### WORK TO BE COMPLETED:
Of the entries below, copy only those lines that contain the word "mountain".

### Items listed in a dataset:
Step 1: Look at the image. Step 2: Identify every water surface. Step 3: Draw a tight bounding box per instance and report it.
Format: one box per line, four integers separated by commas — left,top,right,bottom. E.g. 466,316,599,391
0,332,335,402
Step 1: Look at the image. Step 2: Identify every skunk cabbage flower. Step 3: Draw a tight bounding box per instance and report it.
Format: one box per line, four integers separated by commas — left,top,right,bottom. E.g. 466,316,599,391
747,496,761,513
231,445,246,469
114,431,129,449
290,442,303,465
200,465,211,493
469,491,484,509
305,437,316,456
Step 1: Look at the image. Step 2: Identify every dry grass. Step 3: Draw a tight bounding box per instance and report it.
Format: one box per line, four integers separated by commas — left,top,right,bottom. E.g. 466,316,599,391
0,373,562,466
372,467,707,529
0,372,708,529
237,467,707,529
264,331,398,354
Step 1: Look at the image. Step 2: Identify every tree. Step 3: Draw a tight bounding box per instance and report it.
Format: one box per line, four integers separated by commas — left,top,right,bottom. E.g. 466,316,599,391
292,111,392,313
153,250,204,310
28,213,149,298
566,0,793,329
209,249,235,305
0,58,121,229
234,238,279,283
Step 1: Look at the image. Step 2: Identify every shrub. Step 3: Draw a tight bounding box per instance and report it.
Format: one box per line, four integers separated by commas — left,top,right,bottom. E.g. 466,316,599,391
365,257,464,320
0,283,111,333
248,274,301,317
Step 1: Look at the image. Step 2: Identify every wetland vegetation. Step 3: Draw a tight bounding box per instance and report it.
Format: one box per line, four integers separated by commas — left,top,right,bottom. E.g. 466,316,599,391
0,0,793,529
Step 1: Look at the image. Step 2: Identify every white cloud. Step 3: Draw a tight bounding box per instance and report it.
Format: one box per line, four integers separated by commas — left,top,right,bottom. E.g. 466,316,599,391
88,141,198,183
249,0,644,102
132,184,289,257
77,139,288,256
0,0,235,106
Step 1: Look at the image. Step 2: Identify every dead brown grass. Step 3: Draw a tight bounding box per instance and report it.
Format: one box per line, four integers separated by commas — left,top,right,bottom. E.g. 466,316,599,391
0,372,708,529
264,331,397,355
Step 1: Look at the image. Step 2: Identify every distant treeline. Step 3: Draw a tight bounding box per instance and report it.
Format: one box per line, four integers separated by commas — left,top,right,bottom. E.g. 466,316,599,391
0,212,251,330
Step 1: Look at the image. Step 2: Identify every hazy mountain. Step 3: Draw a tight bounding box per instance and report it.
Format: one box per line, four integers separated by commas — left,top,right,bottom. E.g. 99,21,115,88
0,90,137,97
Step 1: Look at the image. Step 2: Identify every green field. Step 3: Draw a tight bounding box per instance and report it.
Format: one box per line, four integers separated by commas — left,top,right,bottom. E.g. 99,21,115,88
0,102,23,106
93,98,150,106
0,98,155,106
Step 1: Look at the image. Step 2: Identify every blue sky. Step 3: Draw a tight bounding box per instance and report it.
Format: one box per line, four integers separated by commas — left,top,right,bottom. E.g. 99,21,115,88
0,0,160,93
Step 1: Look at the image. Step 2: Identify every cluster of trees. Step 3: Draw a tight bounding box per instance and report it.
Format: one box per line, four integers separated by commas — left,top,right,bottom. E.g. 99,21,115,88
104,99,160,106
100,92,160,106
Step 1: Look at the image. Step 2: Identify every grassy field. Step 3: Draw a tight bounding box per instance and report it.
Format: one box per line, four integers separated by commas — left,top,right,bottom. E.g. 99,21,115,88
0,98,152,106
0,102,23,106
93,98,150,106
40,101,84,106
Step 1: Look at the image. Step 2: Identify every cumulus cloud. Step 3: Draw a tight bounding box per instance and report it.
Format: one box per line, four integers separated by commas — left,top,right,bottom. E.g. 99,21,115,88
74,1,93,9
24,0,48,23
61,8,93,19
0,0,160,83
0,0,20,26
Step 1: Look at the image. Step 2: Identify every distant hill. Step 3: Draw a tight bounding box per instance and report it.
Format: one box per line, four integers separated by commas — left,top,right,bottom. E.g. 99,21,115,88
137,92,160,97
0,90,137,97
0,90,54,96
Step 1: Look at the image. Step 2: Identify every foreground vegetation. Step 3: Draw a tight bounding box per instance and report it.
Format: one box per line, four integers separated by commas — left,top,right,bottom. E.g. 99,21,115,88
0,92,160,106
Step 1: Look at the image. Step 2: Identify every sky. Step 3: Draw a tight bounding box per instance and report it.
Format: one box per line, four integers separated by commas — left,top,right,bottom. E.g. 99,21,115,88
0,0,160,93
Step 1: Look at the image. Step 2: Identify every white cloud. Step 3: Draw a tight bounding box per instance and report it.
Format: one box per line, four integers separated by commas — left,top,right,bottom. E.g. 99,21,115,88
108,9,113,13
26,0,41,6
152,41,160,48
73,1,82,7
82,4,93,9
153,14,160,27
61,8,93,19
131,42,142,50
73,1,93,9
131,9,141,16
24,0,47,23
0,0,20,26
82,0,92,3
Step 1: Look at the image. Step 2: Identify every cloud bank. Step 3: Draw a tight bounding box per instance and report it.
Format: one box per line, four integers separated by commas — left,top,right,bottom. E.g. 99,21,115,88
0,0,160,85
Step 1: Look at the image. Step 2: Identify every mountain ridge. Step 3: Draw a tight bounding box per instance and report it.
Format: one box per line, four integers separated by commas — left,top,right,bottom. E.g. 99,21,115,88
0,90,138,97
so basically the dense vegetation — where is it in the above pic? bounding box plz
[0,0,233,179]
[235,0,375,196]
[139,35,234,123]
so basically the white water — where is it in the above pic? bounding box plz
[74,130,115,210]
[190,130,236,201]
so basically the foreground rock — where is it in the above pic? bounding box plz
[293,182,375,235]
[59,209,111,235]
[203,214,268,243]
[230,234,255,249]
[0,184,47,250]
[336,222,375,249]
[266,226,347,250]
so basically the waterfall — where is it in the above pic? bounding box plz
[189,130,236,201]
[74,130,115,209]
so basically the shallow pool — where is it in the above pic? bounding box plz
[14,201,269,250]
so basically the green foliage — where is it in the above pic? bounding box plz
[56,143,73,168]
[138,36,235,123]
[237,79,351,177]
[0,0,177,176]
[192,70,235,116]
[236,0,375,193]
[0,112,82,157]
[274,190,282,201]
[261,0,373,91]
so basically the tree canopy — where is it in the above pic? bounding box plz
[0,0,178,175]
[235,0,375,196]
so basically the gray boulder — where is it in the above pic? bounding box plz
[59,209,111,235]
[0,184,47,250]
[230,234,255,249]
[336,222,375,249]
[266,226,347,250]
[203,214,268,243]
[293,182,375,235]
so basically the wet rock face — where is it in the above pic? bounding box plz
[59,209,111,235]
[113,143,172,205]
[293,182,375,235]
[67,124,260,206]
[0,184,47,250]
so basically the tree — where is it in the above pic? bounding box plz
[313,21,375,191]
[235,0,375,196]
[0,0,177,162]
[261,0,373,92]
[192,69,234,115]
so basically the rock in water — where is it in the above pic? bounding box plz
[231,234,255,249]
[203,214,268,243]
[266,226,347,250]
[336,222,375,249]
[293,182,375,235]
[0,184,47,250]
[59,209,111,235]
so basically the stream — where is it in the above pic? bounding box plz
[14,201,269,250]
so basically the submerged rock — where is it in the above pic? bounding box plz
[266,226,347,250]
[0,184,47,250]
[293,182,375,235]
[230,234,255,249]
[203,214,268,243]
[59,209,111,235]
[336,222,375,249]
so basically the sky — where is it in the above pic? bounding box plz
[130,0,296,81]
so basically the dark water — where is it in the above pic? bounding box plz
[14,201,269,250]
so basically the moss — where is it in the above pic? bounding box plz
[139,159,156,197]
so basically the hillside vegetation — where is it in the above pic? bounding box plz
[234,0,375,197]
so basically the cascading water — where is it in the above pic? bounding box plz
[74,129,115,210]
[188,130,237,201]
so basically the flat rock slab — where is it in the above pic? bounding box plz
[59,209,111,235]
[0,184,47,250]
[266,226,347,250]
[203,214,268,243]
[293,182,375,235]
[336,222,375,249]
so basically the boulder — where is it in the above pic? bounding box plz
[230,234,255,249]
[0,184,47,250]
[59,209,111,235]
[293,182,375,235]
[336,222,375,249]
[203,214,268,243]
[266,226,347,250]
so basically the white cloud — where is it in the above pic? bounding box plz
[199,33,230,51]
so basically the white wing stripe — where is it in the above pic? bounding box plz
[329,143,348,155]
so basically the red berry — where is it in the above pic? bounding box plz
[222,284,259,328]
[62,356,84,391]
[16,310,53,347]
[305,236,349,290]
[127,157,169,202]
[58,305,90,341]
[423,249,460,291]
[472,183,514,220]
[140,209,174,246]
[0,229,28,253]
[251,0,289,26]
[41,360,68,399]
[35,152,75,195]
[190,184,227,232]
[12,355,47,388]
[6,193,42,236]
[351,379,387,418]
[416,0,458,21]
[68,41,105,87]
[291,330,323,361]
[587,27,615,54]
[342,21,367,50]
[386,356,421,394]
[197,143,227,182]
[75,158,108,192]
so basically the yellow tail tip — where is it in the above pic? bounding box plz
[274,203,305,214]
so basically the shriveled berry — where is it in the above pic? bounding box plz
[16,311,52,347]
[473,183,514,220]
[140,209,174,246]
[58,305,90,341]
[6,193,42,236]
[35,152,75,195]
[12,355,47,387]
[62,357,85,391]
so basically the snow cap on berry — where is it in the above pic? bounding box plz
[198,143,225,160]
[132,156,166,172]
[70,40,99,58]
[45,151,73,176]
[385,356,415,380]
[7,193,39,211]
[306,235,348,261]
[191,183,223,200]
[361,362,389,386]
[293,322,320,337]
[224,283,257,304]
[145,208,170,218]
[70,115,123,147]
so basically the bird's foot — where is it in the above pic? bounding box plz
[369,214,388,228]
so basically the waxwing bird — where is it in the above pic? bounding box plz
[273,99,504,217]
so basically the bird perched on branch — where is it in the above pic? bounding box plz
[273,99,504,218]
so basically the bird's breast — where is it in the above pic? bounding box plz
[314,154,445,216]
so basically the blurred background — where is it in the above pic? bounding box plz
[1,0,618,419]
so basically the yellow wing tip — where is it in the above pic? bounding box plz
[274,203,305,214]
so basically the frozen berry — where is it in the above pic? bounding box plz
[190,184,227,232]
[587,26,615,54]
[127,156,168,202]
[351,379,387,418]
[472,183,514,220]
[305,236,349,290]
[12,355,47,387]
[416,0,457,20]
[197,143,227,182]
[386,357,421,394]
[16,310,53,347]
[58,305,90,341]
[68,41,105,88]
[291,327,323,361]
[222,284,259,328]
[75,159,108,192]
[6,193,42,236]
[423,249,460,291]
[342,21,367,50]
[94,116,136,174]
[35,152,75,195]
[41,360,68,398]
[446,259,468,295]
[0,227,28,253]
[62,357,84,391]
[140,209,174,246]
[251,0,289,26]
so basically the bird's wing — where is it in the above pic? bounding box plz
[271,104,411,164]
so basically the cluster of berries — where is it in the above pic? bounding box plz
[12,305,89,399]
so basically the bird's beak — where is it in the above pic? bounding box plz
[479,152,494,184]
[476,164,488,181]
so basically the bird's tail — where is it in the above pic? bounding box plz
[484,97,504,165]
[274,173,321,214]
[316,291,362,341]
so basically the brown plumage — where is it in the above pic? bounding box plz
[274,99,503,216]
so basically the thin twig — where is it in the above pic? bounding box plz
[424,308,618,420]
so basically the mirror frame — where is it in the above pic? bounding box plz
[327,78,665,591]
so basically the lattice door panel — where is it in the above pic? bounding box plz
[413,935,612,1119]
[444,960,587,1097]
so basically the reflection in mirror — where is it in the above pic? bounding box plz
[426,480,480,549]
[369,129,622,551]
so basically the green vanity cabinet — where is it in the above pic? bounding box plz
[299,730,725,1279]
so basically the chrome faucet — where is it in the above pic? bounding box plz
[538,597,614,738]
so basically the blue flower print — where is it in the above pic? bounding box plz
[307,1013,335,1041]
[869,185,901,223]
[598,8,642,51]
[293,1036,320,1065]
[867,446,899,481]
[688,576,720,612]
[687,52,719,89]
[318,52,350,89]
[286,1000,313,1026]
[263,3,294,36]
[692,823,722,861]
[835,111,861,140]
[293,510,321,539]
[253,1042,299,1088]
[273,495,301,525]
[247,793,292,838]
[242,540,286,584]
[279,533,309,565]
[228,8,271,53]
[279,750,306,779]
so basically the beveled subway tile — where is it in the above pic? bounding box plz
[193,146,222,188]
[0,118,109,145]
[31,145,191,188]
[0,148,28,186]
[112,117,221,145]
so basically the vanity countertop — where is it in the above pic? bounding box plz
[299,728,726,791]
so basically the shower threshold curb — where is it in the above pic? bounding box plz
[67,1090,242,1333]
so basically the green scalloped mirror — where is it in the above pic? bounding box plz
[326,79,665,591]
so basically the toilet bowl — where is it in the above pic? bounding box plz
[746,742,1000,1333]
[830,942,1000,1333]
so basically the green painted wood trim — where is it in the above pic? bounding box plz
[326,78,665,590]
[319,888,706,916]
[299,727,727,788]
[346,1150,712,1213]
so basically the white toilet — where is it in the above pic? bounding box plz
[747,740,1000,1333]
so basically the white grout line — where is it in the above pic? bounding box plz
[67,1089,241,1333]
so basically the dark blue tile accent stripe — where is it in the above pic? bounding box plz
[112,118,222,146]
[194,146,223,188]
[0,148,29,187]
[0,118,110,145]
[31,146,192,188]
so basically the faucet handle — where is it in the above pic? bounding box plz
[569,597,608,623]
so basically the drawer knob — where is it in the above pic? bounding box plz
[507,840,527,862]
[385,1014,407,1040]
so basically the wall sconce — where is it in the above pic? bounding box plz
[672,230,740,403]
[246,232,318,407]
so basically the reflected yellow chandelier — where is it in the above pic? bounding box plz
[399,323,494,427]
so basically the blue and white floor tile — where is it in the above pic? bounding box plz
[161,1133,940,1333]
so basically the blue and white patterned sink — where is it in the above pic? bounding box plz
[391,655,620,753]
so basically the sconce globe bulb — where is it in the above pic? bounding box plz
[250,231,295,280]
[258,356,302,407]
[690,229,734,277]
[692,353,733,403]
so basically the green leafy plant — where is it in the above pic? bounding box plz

### EXERCISE RESPONSE:
Step 1: Look at the image. Step 2: Identify every hazy mountain. Step 3: Draw a tight bounding box per instance and report it.
Step 1: Look at the image. Step 2: Identify every mountain ridge. Step 3: Draw a tight bounding box per instance and report it.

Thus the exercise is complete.